### What the exercise asks
Count how many lines of the data include "police". The answer is that number and nothing else.

### Data provided
++++
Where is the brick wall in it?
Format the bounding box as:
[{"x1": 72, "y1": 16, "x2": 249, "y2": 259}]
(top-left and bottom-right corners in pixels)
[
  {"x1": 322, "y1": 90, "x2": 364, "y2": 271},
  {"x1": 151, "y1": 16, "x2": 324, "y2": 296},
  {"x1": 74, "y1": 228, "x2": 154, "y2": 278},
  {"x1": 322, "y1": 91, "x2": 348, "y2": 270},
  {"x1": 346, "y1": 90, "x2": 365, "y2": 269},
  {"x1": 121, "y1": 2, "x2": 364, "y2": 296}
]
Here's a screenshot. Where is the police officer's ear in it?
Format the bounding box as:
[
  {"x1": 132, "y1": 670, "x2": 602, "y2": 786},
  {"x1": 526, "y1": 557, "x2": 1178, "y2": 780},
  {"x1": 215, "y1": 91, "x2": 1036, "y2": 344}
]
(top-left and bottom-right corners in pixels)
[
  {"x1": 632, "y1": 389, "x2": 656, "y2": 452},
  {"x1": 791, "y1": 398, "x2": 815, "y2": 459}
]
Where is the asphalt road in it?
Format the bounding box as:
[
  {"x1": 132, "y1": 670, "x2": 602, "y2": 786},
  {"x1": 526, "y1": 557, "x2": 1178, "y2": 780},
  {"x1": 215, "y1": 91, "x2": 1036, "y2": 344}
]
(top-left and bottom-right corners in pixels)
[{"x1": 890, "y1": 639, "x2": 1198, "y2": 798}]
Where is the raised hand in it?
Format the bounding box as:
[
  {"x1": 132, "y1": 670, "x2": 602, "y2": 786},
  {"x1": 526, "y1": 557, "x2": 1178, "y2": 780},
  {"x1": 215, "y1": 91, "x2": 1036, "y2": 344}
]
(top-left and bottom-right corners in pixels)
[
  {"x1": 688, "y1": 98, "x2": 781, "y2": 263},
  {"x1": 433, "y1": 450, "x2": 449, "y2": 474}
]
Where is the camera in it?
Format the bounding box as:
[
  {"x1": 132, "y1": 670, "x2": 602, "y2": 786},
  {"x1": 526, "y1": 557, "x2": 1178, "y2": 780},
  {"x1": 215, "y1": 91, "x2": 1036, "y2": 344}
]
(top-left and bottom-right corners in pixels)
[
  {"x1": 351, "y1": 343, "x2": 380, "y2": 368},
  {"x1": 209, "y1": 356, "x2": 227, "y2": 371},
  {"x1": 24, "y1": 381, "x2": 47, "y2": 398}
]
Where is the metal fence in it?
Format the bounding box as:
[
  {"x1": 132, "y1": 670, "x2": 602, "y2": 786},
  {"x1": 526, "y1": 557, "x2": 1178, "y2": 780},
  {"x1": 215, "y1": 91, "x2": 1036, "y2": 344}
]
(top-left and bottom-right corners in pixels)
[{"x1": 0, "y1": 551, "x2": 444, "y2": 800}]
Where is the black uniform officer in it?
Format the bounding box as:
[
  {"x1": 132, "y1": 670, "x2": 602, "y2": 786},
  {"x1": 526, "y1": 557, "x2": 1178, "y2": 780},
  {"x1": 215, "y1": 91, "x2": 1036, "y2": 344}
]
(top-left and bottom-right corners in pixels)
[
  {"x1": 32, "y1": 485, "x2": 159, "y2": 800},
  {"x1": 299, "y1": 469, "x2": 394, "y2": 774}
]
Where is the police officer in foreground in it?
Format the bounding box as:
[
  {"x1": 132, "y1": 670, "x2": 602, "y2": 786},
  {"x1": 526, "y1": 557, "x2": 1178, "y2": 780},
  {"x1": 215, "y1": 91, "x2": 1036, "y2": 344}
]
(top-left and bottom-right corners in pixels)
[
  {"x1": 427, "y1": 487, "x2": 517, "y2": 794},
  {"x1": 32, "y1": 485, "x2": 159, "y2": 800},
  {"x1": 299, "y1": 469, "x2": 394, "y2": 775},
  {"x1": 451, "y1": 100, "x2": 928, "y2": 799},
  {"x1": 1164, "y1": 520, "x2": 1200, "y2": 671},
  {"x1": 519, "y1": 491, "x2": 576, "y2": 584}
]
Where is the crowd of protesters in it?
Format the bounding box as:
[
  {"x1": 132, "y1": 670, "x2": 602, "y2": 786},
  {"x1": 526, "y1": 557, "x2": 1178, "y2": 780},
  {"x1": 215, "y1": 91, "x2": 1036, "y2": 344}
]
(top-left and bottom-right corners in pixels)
++++
### Exercise solution
2